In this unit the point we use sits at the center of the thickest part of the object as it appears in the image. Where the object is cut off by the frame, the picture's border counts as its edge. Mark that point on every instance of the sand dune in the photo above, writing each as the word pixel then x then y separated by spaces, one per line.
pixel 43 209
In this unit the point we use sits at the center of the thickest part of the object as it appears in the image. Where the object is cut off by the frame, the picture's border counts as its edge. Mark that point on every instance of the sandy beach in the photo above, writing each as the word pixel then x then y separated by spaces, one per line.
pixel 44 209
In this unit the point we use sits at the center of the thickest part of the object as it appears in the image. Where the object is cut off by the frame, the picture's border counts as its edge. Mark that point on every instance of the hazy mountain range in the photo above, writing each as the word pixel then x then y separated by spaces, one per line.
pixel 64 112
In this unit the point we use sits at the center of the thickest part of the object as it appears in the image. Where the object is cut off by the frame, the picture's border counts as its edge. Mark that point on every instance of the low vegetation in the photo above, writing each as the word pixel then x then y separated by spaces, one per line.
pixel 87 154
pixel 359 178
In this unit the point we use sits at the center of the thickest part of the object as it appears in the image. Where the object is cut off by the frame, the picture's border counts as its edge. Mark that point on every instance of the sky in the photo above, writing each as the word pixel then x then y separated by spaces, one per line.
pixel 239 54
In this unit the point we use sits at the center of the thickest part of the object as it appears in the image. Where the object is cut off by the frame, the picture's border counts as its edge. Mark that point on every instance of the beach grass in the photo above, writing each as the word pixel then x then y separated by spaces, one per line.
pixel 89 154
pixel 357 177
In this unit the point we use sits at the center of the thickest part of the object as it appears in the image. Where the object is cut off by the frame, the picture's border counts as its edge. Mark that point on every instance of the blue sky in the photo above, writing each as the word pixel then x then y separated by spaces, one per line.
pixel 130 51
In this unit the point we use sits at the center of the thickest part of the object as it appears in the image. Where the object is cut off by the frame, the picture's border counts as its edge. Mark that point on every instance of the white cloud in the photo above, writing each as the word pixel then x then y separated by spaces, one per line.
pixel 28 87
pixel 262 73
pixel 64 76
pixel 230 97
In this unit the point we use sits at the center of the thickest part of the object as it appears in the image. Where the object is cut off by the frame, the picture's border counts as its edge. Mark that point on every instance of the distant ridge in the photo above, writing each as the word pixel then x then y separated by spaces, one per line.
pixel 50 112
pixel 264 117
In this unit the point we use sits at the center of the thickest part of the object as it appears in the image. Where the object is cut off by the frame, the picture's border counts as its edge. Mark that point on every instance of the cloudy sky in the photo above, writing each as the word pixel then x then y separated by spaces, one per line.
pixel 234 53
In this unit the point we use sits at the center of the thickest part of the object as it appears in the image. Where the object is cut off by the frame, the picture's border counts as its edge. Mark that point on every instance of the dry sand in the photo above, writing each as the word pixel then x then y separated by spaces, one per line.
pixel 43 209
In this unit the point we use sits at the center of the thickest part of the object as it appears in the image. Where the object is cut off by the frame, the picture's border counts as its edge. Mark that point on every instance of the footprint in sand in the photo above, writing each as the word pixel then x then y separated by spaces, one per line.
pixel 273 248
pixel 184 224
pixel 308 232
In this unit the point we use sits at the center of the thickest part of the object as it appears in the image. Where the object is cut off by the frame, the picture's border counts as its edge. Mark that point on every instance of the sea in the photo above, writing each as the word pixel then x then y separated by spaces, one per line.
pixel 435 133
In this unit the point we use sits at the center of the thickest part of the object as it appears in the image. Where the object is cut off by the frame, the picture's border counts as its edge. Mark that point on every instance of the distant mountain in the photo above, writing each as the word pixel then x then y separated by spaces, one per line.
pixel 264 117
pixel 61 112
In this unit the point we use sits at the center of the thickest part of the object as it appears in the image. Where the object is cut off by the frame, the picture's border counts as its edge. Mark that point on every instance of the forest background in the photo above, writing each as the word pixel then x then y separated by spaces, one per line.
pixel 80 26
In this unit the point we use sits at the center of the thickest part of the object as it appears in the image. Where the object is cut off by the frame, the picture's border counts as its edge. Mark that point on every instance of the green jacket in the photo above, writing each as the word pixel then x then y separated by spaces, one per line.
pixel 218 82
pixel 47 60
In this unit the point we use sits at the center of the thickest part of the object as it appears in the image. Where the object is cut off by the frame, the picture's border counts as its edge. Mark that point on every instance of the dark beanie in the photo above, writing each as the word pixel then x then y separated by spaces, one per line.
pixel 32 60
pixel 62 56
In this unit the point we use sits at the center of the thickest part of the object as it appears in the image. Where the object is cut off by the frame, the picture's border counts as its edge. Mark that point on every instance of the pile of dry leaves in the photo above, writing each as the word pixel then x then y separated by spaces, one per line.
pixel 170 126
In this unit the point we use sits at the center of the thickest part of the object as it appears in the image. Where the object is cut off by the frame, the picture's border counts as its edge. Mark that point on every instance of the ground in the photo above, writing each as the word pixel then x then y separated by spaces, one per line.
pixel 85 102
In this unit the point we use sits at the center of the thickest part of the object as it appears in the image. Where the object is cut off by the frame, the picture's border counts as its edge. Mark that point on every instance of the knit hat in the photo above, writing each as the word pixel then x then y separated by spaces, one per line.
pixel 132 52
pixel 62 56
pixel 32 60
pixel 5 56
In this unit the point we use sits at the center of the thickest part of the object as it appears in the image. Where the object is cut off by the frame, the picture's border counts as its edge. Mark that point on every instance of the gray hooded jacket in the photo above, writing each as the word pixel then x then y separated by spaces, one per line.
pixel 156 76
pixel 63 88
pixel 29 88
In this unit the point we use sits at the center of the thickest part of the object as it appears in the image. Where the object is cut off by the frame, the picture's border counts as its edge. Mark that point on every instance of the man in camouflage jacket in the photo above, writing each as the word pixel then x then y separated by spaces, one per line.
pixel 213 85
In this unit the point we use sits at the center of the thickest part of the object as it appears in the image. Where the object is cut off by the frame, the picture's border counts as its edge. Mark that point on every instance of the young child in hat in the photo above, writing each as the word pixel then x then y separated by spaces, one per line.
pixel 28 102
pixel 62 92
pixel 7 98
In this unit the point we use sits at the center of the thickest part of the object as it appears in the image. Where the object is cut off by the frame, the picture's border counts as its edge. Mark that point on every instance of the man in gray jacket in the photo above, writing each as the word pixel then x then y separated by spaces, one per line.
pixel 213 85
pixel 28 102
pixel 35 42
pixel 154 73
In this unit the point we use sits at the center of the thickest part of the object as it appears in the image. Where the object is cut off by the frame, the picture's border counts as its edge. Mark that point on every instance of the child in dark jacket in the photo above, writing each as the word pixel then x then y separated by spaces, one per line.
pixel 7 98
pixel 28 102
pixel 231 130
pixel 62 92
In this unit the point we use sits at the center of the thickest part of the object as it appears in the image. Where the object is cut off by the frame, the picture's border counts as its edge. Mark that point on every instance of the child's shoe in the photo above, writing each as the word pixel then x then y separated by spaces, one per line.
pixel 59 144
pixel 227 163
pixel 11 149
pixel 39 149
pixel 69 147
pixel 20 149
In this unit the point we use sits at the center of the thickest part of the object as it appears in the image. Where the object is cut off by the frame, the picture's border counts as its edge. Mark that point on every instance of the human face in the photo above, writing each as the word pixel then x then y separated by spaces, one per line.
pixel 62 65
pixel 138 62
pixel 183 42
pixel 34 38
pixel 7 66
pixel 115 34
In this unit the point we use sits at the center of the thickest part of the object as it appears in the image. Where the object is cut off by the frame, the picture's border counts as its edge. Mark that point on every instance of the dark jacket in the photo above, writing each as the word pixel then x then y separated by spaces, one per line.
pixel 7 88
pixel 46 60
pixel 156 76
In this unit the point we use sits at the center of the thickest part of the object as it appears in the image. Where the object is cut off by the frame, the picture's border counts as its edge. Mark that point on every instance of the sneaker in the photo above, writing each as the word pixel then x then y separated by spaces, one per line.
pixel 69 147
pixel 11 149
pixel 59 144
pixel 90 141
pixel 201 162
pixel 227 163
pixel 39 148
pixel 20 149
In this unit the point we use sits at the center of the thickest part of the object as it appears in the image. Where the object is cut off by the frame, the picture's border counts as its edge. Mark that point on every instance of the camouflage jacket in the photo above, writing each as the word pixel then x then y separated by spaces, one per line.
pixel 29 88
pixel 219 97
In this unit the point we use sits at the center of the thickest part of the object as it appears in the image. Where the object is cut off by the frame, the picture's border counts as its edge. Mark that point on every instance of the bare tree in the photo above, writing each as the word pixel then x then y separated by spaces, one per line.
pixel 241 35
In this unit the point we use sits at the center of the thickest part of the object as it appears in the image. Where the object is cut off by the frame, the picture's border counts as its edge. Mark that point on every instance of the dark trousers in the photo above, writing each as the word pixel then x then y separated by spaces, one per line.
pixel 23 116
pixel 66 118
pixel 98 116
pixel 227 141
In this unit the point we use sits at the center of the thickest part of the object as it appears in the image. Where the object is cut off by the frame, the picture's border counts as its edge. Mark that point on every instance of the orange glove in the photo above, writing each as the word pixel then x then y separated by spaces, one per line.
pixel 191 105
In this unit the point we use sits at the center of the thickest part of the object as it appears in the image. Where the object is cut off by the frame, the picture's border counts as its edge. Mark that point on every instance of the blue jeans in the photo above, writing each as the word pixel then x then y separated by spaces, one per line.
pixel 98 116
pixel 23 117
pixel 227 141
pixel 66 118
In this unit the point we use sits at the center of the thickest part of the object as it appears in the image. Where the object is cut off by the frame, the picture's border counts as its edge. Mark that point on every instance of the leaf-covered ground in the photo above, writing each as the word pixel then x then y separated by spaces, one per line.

━━━━━━━━━━

Using the records above, please retype only the run of lines from the line holding "the blue jeans" through the last line, both ends included.

■ **RESULT OF THIS EXERCISE**:
In this unit the point we use sits at the center of the thickest part of the object as it appears in the image. Where the object is cut off by the frame, the picture's border counts as its edge. Mark that point on every instance of the blue jeans in the photo above, writing each as the word pixel then x then y separated by spaces, one per line.
pixel 98 116
pixel 23 117
pixel 227 141
pixel 66 118
In this unit the point we use sits at the center of the thickest part of the object as it appears in the image. Where the object is cut off by the frame, the picture's border counts as its edge. Mark that point on every instance of the leaf-covered ground in the photo above, writing each as the word pixel then x then y separated by spaces, one per line.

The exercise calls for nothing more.